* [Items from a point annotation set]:
################

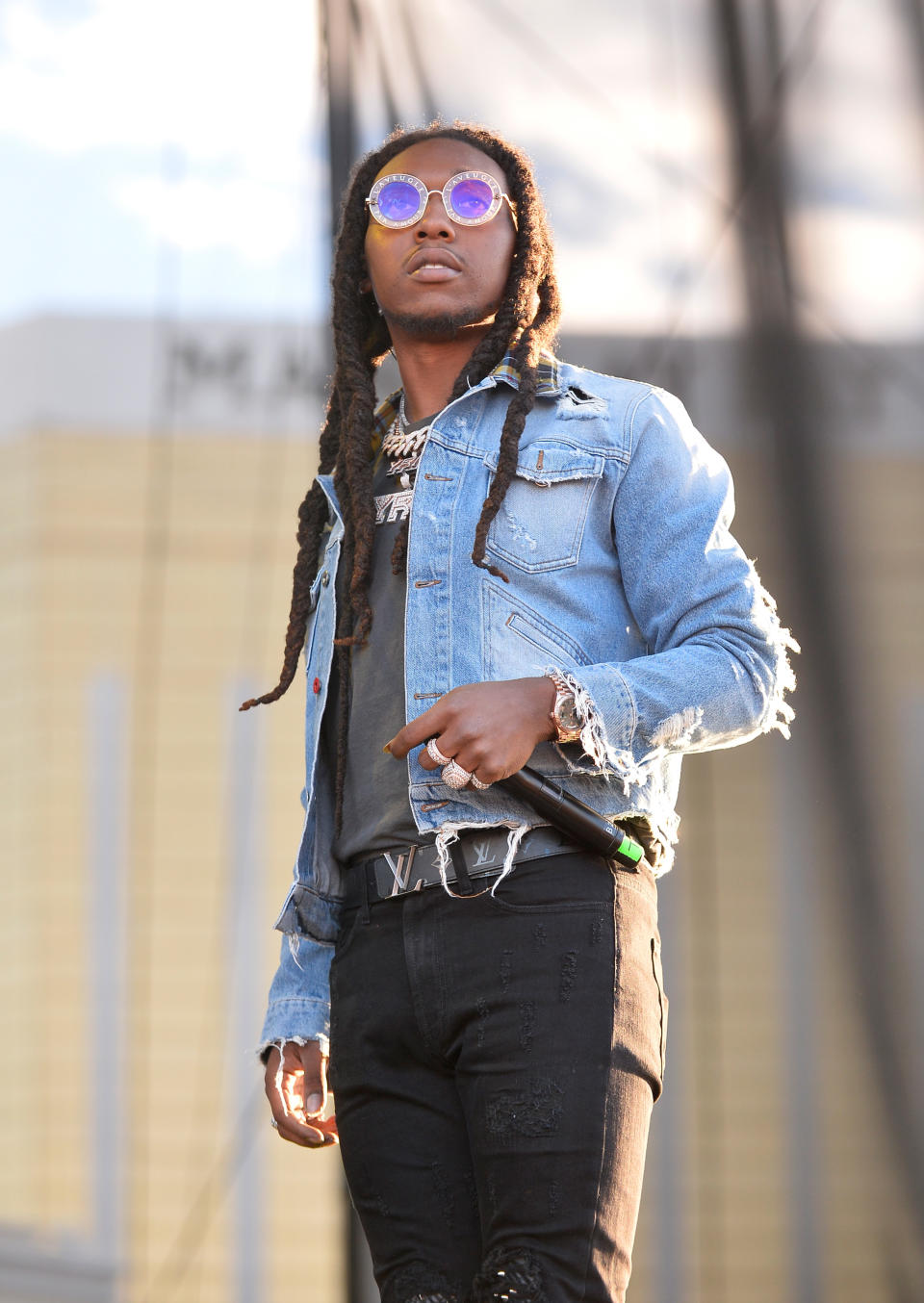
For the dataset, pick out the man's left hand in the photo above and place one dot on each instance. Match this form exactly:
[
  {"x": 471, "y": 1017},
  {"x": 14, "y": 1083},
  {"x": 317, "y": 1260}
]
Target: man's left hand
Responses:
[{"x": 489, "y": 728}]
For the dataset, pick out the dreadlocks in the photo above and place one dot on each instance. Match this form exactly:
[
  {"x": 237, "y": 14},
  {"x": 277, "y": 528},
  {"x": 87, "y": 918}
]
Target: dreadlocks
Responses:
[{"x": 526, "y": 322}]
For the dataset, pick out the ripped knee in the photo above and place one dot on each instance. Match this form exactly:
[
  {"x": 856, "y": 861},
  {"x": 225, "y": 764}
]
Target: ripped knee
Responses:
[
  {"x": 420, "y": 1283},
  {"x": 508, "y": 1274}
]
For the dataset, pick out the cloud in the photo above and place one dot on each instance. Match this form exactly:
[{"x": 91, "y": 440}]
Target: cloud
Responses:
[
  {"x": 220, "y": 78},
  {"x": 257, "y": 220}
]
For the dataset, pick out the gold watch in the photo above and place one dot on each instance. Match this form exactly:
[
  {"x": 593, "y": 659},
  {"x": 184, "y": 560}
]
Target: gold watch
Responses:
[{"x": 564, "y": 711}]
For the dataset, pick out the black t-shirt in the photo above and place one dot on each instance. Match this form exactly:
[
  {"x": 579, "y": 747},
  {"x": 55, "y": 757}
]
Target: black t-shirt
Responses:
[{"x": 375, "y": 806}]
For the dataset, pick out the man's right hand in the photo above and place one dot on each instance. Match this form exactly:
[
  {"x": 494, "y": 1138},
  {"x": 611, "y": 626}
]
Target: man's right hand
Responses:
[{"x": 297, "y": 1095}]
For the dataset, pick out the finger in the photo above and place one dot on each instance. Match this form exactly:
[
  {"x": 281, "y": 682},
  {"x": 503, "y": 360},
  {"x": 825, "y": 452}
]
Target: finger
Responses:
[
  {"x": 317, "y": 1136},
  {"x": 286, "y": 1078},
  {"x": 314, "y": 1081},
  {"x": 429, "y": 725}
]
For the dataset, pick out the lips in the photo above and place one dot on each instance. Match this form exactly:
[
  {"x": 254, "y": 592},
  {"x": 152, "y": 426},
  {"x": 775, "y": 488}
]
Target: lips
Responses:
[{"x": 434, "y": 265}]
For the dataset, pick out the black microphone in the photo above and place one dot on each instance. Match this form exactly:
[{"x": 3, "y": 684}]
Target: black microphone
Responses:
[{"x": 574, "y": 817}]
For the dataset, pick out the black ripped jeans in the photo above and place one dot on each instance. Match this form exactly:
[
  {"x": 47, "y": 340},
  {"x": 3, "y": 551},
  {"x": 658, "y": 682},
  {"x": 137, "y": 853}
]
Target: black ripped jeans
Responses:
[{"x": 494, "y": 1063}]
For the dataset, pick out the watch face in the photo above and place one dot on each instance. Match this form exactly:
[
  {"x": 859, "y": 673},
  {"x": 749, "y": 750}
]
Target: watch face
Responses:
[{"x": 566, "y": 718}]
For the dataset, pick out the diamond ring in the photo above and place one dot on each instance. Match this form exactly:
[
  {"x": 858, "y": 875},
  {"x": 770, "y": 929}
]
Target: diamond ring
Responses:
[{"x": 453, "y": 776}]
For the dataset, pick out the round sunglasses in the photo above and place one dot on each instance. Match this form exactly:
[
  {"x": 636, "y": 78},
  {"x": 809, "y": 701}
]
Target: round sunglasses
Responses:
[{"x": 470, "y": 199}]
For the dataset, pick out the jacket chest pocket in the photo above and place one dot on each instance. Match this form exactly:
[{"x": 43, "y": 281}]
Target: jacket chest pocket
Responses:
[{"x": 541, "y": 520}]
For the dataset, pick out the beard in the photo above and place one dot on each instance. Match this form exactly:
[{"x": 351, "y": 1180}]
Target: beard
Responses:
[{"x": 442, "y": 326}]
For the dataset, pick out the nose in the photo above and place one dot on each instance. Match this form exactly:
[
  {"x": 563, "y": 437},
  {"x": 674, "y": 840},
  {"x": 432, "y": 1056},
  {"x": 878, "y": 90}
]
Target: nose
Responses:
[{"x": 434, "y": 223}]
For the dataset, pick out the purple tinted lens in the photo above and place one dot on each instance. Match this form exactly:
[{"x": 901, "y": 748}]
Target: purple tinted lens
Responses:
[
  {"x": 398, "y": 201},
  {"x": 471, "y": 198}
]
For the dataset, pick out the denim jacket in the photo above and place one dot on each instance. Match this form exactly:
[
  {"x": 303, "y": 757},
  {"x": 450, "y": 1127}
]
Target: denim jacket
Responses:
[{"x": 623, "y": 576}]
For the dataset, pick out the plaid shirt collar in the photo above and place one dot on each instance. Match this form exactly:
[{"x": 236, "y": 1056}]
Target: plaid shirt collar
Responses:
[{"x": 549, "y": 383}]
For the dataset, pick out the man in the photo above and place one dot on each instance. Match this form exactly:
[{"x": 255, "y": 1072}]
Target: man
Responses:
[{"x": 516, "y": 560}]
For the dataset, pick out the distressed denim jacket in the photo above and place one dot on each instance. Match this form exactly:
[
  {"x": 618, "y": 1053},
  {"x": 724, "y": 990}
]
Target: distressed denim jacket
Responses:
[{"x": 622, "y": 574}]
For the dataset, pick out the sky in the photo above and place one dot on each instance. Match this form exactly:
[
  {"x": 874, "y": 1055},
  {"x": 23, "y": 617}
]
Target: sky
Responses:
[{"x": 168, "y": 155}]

################

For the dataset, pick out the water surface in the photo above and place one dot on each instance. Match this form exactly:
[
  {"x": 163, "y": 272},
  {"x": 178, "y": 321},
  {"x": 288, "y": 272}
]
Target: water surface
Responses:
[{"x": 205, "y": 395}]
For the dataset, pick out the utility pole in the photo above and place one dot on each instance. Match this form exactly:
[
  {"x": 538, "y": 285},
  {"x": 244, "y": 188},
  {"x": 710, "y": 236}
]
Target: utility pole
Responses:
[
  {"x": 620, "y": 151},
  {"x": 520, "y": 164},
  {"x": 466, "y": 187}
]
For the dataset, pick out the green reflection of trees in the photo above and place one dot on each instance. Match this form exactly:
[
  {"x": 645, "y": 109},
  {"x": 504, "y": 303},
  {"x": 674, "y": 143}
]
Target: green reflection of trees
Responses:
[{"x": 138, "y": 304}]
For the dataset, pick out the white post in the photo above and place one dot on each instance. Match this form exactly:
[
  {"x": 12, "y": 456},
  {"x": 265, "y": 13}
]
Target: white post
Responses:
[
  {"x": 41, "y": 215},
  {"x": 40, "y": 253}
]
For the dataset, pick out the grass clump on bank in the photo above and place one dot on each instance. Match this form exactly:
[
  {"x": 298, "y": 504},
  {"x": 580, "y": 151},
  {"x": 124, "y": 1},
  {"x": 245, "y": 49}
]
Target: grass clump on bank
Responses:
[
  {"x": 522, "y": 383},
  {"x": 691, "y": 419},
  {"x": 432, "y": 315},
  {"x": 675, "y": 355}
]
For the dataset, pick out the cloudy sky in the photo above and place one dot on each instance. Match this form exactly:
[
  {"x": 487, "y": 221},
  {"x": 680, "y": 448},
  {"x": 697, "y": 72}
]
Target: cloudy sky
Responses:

################

* [To be done]: Report each line in the items above that contains the string "microphone", treating uppercase and lowercase as different.

* [Expected answer]:
For the dataset, pick out the black microphone in the photo above and place one dot on each instance. Match this form exactly:
Target: black microphone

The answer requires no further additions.